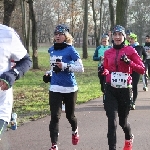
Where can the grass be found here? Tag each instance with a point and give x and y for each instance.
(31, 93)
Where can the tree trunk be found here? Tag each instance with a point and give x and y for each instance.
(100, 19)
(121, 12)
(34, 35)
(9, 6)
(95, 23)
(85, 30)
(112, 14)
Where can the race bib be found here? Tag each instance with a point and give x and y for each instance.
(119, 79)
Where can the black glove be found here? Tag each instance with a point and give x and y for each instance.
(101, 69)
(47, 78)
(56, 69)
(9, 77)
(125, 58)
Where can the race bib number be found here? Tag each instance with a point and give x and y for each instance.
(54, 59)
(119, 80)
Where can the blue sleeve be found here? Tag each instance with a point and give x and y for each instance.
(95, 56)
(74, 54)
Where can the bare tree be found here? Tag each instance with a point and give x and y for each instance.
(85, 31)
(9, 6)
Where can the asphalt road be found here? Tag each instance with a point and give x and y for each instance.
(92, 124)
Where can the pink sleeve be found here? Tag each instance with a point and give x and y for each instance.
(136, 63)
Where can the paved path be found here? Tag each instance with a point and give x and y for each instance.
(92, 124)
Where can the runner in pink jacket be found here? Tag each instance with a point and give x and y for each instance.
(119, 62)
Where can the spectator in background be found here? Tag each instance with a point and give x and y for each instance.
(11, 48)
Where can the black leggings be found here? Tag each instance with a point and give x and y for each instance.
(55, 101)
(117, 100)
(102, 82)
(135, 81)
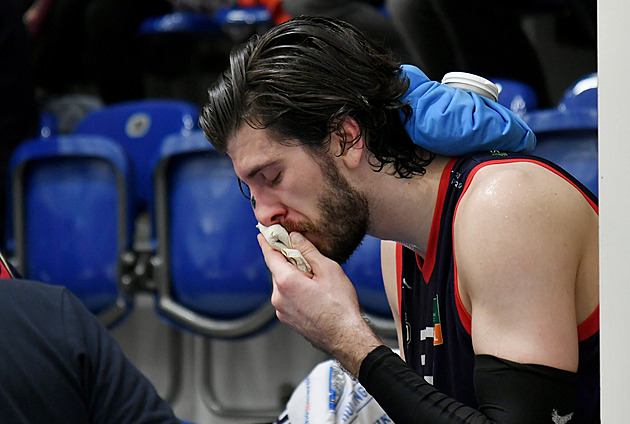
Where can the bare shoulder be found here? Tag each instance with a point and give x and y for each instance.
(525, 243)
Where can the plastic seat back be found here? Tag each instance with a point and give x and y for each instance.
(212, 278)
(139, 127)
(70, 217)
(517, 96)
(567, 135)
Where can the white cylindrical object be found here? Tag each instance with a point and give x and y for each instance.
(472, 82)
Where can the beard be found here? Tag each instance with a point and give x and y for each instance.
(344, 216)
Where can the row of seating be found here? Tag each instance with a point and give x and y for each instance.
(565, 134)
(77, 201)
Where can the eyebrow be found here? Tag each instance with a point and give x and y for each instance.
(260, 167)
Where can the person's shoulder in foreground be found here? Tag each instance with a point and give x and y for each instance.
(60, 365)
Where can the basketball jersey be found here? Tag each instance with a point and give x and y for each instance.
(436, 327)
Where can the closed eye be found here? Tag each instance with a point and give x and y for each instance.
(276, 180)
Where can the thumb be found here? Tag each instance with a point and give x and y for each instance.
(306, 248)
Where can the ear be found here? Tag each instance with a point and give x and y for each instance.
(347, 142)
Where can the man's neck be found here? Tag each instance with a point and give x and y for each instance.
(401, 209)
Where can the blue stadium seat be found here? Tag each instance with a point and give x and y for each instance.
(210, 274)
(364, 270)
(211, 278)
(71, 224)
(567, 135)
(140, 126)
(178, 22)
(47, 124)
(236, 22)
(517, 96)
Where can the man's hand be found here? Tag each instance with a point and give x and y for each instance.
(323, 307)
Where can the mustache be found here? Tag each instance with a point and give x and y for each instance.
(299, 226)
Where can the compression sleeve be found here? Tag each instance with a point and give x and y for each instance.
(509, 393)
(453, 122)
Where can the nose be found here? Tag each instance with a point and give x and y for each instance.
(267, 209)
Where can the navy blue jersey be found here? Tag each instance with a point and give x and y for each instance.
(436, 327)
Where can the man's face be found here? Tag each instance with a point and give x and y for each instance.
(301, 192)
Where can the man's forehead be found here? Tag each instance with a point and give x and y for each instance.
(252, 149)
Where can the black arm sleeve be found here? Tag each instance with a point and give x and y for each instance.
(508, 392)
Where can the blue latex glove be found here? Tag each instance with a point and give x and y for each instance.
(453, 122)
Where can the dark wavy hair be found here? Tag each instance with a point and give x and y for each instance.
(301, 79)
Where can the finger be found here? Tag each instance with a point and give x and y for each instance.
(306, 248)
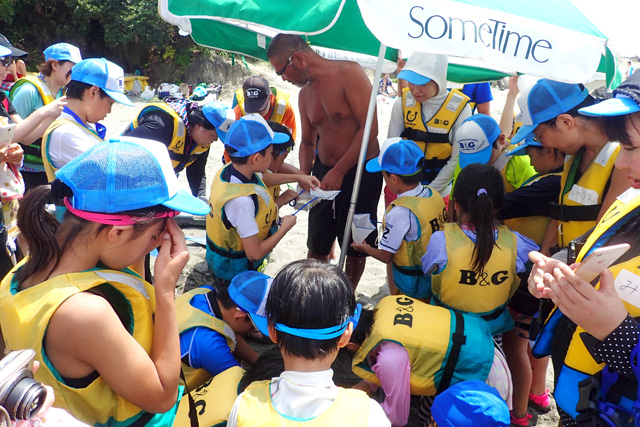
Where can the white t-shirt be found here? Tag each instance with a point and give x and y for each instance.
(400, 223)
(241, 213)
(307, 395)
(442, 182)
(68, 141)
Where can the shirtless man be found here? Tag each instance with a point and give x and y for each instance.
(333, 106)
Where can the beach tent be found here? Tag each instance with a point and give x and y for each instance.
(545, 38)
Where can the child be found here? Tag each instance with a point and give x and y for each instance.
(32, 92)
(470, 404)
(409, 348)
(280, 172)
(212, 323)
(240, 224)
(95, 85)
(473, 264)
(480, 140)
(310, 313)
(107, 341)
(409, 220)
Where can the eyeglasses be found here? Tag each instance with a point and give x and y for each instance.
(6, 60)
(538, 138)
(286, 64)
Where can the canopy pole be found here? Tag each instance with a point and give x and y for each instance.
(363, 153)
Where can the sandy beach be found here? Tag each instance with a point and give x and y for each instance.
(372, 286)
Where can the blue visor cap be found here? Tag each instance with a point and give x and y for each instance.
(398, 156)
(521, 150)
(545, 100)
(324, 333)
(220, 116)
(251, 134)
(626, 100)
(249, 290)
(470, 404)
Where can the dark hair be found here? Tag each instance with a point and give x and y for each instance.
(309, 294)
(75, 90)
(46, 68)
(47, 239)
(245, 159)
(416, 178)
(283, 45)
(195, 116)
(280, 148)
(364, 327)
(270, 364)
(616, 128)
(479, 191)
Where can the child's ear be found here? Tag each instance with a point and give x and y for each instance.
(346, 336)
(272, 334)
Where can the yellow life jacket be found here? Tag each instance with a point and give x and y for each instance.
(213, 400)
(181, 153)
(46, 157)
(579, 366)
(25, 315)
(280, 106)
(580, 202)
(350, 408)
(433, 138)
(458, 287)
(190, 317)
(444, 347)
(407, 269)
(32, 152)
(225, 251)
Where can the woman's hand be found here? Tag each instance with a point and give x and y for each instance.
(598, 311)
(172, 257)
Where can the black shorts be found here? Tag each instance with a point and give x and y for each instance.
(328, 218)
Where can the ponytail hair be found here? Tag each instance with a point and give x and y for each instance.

+ + + + +

■ **What is needed**:
Copy all of the material above word for word, leaving out the pictures.

■ **Written answer**:
Where can the grass be found here? Tag each instance with a point and give x and y for each instance.
(31, 93)
Where can the tree trunk be found here? Tag each instance with a point and give x and y for each instance.
(100, 19)
(121, 12)
(34, 35)
(9, 6)
(95, 23)
(85, 30)
(112, 14)
Where can the race bib be found here? Tag each instance with a point and give x and y for each instance.
(119, 79)
Where can the black glove be found here? Tag each instance with a point and give x and y for each instance.
(101, 69)
(47, 78)
(56, 69)
(9, 77)
(125, 58)
Where can the race bib number be found here? Tag each instance with a point and give x and y for each instance.
(54, 59)
(119, 80)
Where can the blue sleeve be found here? Tag each instance with a point and give x and y for each instance.
(95, 56)
(74, 54)
Where can the bare tree be found here? Tag each instance with a point and give x and y for each instance.
(85, 31)
(9, 6)
Where can the asphalt road be found here? Tag each instance with a point and give x and y for each instance.
(92, 124)
Where can the pink sleeve be found here? Tag each instance with a point and give x and y for each instance.
(136, 63)
Where can the paved path be found here? Tag each instance with a point and give x and y for each instance.
(92, 124)
Where can the runner in pink jacket be found here? Tag each instance with a point and give x and y for each instance.
(119, 62)
Where can the spectator in background be found here? Tag each instance with a point and give x and y for each instance.
(11, 48)
Where can the black leggings be found here? Tag each instance with a point and give x and y for each instance.
(55, 101)
(117, 100)
(102, 82)
(135, 81)
Where can the bare shoulder be found here? Tag each instance with a point and give x and y for each instance.
(525, 243)
Where can the plastic seat back be found here? Tag each instance with a point and give x and y for each instance.
(212, 278)
(139, 127)
(70, 217)
(517, 96)
(567, 135)
Where can the white cylindrical object be found here? Tag each instance with a point and give x and y for each instance.
(472, 82)
Where can the beard be found here? Tag each instance with a point and give x and y for each instance.
(344, 216)
Where can the row of seating be found here? Tag each instance with a point and give x and y for each instance.
(565, 134)
(77, 201)
Where can the eyebrow be found here? Tag each instance with a point and give x and y for each instance.
(260, 167)
Where can the person's shoulder in foreground be found here? Tag each instance with a point and give x and y for each instance.
(60, 365)
Where can the basketball jersey be found here? Tag each instance with a point and give x and y for each instance.
(436, 327)
Where can the closed eye be found here? Tag each instance with a point and give x and y for each instance.
(276, 180)
Where can the thumb be found here? Tag each instance with a point and give x and y for each instance.
(306, 248)
Where can the ear be found here? Tag each instance with a point and give x and y for each instance.
(347, 142)
Where can the man's neck be found here? Tag each instance with a point and give x and y for each instance.
(401, 209)
Where can the blue stadium seat be found here? Tag each instance with a point and give x and y for each instance.
(210, 274)
(364, 270)
(211, 278)
(71, 224)
(567, 135)
(140, 126)
(178, 22)
(47, 124)
(236, 22)
(517, 96)
Where can the man's hand be found here? Tag each instance with a point and give x and y for each instance.
(323, 307)
Where can the mustache be found here? Tag each instance with a point and give x and y for each instance.
(299, 226)
Where can the compression sleeve be found here? Tag each instance with a point and give x and y for each instance.
(509, 393)
(453, 122)
Where can the nose be found here? Tag each instance with a point and give x and y for each instance.
(267, 209)
Where can the navy blue jersey be found here? Tag each instance with a point and give x and y for each instance.
(436, 327)
Where can the man's face be found here? Tag each instance with a point and give x and y for each instance.
(301, 192)
Where can the man's forehead be found here? Tag each instance with a point and give x and y for each instance.
(252, 149)
Where can the black arm sleeve be found here? Tag each instance with a point and give x and y for each instance.
(508, 392)
Where can the blue latex glove be found here? Tag each instance with a point and give x and y for each instance.
(453, 122)
Where can the dark wavy hair be found here? Tag each instance with a point and give x and y for each instance.
(301, 79)
Where can the finger be found here? Tag each instance with a point and give x and y for each instance.
(306, 248)
Where can the white t-shirt be found here? Tag each instance with a point and give x and y for each instance.
(400, 223)
(241, 213)
(307, 395)
(442, 182)
(68, 141)
Where can the shirtless man be found here? Tag each instance with a point and give x and y for each instance.
(333, 106)
Where can the beach tent be found here? Tag each instance with a point and give x and y for each instance.
(545, 38)
Where can the child be found here? Tag each instance with a point and give x and y for each instance.
(32, 92)
(470, 404)
(409, 348)
(280, 172)
(212, 323)
(240, 224)
(95, 85)
(473, 264)
(480, 140)
(310, 313)
(107, 341)
(409, 220)
Where can the eyeglasses be found here? Tag each instance with a point and give x and y for each instance.
(6, 60)
(538, 138)
(286, 64)
Where can the canopy pole be found here? Tag each instance with a point and give x and y for each instance.
(363, 153)
Where can the sandy beach be found here? Tag each instance with a point and give x and y for each instance.
(372, 286)
Where can the blue visor cap be found here? Tag each instance with a point and give x and y for each instance.
(398, 156)
(521, 150)
(545, 100)
(324, 333)
(220, 116)
(251, 134)
(626, 100)
(249, 290)
(470, 404)
Where can the dark hair be found here? Tag each instance with a point and give x and y for each instance.
(309, 294)
(75, 90)
(46, 68)
(47, 239)
(245, 159)
(416, 178)
(283, 45)
(195, 116)
(280, 148)
(364, 327)
(270, 364)
(616, 128)
(479, 191)
Where can the child's ear be found here? Tag each instance with a point and give x and y for each instance.
(346, 336)
(272, 334)
Where can the yellow life jacket be found here? Tag each instance with a point and give x and y for each instance.
(213, 400)
(181, 153)
(46, 157)
(579, 366)
(25, 315)
(280, 106)
(580, 202)
(350, 408)
(433, 138)
(458, 287)
(190, 317)
(444, 347)
(407, 269)
(32, 152)
(225, 251)
Where can the woman's hand be found here? Tag each instance with a point and give x and y for each instance.
(598, 311)
(172, 257)
Where can the black shorts be found here? Tag each instance with a point and give x and y for each instance.
(328, 218)
Where can the ponytail hair be found here? Tag each instance with a point and give x and y for each instance.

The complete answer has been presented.